> [Quoted passage]:
****************************************

Tests show best corrosion inhibitors for high pressure, temperature pipeline

May 5, 1997
Gale B. Farquhar Texaco Inc. Bellaire, Tex. Richard D. Kane, Dharma Abayarathna CLI International Inc. Houston David H. Sanders Texaco North Sea U. K. Co. London MAPS evaluates the corrosivity of field conditions involving flowing multiphase (oil-gas-water) environments. Using pipe flow and jet-impingement techniques, it also simulates the shear stress in pipeline systems produced by flowing fluids. The autoclave has also investigated both high and low temperatures and acid-gas partial
Gale B. Farquhar
Texaco Inc.
Bellaire, Tex.

Richard D. Kane, Dharma Abayarathna
CLI International Inc.
Houston

David H. Sanders
Texaco North Sea U. K. Co.
London

MAPS evaluates the corrosivity of field conditions involving flowing multiphase (oil-gas-water) environments. Using pipe flow and jet-impingement techniques, it also simulates the shear stress in pipeline systems produced by flowing fluids. The autoclave has also investigated both high and low temperatures and acid-gas partial pressures and the performance of corrosion inhibitors (Fig. 2).
Autoclave tests have determined corrosion-inhibitor effectiveness under the severe flow conditions anticipated for a pipeline to serve Texaco North Sea U.K. Co.'s Erskine field, the North Sea's first high pressure, high-temperature field.

Production will begin later this year (OGJ, Mar. 10, 1997, p. 27).

The tests evaluated the inhibitors' performances over extended time and under varying conditions of flow-induced wall shear stress and closely simulated Erskine pipeline environment.

The performances of these two inhibitors were determined on both conventional X-65 and a new 0.5% Cr-enhanced X-65 steel at inhibitor doses of 100 and 250 ppm.

Data were measured for static, laminar, and impingement flow conditions at varying levels of flow-induced wall shear stress directly simulating anticipated Erskine pipeline operating conditions.

Texaco North Sea will use the North Sea's largest insulated pipeline (16 in. OD), corrosion-resistant alloy tubulars and flow lines, and several other innovative techniques to tap the Erskine field. Erskine's reservoir conditions approach 14,000 psi and 340° F. with wellhead pressures of 10,600 psi.

Because of these conditions, an earlier investigation was conducted to evaluate use of inhibited carbon steel in the Erskine multiphase pipeline.

Results of this study in high pressure, high-temperature autoclave tests established that it was possible for only certain commercially available corrosion inhibitors to be thermally stable at anticipated maximum pipeline operating temperatures of approximately 300° F.1

These early results also provided preliminary evidence that, under laboratory tests simulating North Sea conditions predicted for the pipeline, more than 90% corrosion-inhibition efficiency could be obtained in some cases on API 5L X-65 carbon steel linepipe and a new 0.5% Cr-enhanced X-65 steel (Figs. 1 [43445 bytes] and 2).

****************************************

> [Stored records]:
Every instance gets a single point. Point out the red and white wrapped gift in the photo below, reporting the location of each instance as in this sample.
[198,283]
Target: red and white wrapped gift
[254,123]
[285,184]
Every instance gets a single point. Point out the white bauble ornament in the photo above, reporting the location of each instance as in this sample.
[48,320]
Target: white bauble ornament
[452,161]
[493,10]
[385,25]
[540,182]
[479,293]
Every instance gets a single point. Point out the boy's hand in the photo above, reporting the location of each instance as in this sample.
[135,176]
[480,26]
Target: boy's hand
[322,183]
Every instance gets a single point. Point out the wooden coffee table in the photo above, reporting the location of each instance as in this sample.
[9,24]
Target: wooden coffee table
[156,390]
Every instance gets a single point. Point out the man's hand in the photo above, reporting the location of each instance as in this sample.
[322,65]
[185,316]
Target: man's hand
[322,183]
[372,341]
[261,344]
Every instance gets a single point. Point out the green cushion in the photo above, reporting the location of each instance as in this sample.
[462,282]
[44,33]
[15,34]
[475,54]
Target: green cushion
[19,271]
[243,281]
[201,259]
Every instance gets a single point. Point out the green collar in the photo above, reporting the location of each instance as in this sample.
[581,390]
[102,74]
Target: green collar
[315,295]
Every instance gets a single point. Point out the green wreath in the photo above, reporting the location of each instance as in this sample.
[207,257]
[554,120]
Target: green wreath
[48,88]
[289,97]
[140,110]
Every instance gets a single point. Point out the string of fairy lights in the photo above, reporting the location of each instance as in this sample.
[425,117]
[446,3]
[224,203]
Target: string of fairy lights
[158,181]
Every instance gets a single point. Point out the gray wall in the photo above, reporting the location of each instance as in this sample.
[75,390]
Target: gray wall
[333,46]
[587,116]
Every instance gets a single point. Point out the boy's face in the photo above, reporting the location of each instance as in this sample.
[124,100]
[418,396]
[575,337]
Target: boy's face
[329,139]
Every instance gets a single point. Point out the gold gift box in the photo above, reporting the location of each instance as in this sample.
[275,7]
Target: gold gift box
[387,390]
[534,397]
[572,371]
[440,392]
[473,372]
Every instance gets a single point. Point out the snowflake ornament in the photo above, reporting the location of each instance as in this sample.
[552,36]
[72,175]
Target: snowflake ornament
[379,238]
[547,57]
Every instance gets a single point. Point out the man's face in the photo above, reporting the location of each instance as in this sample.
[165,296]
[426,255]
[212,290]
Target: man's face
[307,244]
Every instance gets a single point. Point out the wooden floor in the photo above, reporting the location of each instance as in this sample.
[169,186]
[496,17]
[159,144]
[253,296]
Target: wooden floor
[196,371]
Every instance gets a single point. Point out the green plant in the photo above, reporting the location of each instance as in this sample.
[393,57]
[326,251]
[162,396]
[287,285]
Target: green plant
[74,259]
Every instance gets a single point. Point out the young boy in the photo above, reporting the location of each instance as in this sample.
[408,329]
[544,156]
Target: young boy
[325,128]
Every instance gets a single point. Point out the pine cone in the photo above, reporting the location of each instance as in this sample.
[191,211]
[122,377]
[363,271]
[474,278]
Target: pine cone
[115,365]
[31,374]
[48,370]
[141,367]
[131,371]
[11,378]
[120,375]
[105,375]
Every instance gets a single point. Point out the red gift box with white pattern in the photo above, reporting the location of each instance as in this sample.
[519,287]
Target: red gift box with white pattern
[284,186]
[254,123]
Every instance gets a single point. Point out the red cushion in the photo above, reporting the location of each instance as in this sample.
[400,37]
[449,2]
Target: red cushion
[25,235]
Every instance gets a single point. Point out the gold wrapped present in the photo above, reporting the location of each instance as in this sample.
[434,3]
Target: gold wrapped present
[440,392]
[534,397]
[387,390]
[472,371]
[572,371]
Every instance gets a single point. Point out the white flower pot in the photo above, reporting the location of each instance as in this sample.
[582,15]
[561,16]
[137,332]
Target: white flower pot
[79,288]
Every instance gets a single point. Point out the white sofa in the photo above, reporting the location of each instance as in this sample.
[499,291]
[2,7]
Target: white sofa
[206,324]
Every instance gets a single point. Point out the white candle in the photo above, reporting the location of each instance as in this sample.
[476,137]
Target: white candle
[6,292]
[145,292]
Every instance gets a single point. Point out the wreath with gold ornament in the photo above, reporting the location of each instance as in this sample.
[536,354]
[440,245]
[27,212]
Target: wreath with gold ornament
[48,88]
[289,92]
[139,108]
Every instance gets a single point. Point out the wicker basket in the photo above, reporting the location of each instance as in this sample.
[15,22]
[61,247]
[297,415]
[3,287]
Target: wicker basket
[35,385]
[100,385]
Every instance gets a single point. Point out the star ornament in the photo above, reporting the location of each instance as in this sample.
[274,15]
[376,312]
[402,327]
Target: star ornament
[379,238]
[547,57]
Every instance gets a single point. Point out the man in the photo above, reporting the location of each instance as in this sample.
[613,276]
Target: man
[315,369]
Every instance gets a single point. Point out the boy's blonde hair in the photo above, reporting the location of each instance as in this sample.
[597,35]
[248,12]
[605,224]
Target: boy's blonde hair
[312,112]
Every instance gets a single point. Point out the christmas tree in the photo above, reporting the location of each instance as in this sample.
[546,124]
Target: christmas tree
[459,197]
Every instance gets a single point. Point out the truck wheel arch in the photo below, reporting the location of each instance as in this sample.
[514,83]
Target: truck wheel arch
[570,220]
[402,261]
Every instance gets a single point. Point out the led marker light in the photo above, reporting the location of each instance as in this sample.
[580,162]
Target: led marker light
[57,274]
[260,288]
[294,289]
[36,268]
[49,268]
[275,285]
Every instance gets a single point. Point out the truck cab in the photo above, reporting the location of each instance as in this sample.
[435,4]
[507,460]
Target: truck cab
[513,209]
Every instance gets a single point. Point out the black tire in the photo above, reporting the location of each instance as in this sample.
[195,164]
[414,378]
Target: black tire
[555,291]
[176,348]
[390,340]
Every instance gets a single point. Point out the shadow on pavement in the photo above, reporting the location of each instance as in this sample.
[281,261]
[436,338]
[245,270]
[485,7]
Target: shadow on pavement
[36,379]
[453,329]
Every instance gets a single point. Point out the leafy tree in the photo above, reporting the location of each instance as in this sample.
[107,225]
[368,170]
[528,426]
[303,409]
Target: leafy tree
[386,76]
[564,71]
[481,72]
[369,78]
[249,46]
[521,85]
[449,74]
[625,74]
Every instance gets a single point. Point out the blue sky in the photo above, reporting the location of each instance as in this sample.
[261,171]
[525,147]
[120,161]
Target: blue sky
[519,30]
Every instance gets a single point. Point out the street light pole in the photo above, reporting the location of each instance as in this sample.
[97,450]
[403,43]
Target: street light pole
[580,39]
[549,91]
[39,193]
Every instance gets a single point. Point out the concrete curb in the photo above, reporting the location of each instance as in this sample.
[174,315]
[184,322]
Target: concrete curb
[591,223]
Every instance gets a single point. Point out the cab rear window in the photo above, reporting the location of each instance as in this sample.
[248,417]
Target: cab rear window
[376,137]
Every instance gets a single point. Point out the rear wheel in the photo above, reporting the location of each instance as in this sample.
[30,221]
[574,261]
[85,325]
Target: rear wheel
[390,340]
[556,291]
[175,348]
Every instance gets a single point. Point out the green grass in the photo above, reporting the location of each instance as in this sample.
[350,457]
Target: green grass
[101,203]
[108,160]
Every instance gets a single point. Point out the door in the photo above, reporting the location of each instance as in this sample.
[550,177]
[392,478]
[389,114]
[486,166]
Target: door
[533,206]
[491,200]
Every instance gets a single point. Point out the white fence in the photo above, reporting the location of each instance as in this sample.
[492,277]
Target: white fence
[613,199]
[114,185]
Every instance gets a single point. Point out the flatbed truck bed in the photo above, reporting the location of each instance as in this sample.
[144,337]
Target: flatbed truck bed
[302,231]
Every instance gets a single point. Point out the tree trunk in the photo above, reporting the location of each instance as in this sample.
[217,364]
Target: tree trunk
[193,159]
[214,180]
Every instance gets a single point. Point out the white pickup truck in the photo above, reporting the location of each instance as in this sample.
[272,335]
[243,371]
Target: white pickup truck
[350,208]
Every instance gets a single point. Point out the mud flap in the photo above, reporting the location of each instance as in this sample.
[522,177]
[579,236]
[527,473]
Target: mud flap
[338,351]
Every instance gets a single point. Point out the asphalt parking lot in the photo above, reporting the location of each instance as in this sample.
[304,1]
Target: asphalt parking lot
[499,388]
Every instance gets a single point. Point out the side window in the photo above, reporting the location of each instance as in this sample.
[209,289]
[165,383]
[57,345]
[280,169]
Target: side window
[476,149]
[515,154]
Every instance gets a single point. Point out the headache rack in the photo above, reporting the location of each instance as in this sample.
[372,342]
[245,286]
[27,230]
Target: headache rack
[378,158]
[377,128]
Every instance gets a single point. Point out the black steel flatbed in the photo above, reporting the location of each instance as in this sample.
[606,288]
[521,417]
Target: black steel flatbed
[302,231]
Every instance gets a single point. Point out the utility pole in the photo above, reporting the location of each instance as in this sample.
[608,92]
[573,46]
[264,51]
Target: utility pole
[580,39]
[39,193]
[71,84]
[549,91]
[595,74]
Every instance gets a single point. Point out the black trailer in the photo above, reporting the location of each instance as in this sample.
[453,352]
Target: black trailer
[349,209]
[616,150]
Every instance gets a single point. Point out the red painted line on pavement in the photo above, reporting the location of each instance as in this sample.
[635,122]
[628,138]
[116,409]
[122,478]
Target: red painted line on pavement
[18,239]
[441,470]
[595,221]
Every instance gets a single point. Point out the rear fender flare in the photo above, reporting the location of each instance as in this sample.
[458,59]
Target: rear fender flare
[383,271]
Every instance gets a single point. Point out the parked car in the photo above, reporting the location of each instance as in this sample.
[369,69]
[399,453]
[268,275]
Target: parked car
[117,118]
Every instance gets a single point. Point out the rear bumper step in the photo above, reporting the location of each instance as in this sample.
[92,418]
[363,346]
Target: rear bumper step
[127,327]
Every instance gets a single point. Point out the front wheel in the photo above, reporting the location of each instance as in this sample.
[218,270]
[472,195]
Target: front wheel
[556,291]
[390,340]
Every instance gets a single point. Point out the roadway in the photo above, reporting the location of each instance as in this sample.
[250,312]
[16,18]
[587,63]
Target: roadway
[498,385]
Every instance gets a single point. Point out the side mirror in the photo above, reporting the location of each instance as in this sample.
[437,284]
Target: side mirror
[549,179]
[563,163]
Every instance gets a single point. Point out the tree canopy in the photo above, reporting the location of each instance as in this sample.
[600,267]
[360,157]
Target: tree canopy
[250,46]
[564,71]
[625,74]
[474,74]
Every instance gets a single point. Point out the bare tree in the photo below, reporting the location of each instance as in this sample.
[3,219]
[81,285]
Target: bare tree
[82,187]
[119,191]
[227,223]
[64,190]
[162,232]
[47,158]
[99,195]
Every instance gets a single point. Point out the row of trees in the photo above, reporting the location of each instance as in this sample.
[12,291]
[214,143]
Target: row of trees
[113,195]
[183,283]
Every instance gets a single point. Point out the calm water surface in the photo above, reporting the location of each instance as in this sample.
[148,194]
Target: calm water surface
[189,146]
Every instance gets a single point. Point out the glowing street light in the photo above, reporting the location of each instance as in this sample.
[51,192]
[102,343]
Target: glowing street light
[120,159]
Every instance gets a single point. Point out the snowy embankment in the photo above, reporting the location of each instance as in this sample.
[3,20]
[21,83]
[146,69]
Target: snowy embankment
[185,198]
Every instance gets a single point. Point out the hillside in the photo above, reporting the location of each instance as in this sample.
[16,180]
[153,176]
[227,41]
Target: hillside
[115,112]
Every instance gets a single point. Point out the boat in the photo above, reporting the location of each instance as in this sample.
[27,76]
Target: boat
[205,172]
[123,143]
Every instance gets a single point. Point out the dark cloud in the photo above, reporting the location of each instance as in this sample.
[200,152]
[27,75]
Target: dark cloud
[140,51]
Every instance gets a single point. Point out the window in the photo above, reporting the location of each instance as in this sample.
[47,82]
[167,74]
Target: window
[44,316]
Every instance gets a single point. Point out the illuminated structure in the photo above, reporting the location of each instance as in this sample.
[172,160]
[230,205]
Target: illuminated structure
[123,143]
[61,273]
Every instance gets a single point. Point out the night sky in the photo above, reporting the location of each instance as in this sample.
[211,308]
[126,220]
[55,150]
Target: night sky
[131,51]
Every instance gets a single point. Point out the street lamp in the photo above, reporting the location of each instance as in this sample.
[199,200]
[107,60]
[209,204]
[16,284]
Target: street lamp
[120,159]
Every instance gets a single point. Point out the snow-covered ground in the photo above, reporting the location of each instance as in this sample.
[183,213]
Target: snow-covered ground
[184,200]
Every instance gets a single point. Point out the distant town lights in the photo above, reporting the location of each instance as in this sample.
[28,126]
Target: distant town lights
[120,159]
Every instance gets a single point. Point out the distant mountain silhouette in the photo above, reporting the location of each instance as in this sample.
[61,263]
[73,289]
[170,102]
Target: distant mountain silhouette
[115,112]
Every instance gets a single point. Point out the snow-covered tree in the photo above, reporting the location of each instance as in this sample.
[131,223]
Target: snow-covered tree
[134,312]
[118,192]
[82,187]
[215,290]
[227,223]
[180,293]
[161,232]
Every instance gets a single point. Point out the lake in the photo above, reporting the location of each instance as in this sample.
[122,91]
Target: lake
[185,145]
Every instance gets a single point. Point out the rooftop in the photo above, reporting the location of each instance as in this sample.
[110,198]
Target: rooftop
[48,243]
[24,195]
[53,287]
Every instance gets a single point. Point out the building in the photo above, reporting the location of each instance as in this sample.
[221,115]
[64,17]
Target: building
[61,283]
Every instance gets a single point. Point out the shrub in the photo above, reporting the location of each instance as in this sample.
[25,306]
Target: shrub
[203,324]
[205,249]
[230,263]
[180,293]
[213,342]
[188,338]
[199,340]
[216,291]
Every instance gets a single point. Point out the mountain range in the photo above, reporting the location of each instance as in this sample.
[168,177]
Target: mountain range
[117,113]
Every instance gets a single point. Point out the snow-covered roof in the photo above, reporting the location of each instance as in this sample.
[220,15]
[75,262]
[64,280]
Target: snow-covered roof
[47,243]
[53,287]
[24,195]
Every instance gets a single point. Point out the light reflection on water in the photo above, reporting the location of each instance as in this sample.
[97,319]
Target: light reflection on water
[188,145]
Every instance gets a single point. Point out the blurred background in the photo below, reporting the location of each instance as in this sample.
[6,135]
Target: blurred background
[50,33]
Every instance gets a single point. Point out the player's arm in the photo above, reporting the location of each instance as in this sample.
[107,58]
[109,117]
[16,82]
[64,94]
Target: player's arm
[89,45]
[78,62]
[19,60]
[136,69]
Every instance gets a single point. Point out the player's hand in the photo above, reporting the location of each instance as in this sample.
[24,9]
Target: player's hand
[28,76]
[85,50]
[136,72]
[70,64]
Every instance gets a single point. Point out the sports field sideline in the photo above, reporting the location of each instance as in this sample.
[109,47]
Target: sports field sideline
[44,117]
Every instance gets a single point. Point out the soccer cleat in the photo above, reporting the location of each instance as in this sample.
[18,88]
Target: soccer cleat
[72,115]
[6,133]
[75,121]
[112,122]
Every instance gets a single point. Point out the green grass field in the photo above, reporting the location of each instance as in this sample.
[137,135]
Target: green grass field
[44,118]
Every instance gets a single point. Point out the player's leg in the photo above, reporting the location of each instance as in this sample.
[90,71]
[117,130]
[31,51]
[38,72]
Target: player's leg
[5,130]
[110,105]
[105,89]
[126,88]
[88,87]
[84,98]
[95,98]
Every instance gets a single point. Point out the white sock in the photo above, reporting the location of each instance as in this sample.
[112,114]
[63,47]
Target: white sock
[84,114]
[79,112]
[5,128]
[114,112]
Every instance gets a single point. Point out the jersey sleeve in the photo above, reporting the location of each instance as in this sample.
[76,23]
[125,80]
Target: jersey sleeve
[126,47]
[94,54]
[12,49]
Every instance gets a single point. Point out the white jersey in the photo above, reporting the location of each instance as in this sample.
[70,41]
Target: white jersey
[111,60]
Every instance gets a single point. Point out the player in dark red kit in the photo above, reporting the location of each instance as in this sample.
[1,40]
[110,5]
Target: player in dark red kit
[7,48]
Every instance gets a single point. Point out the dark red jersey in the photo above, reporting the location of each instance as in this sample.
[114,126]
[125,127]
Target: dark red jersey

****************************************

> [Written tasks]:
1) Reproduce the pipeline corrosion article from "Autoclave tests have" to "pressure, high-temperature field.".
2) According to the pipeline corrosion article, what is the outside diameter of the insulated pipeline that Texaco North Sea will use to tap the Erskine field?
3) Extend the pipeline corrosion article, starting after its final sentence.
The records come from a separate source and are unrelated to the pipeline corrosion article.

> [Outputs]:
1)
Autoclave tests have determined corrosion-inhibitor effectiveness under the severe flow conditions anticipated for a pipeline to serve Texaco North Sea U.K. Co.'s Erskine field, the North Sea's first high pressure, high-temperature field.

2) It is 16 inches.

3)
The early phase further showed that expensive corrosion-resistant materials were not necessarily required for development of the pipeline despite the severe operating conditions.

Because of multiphase flow considerations, however, it was still not proven that adequate inhibitor performance could be obtained under the high levels of flow-induced wall shear stress anticipated to occur during pipeline operations.

(Wall shear stress is the mechanical force acting on the internal surfaces of the pipeline and resulting from the flowing medium.)

For use of steel in the Erskine pipeline, inhibitor performance was critical. Therefore, effectiveness of the two best-performing corrosion inhibitors was tested further in C* International Inc.'s laboratory on its Multiphase Autoclave Pipeflow Simulator (MAPS).

Flow modeling

Maximum flow conditions for the flow-loop tests were established at 10 fps based on a flow regime calculated with the Briggs and Brill (B-B), as well as the Taitel-Dukter (T-D) models.2 The B-B model predicted the occurrence of intermittent slugs with a liquid film velocity of 6.2 fps.

On the other hand, the T-D model, which Texaco's fluid flow systems personnel believe to be more representative, indicated annular flow and no slug flow in the pipeline. A velocity of 10 fps liquid velocity was selected as a very conservative flow rate for the flow loop tests.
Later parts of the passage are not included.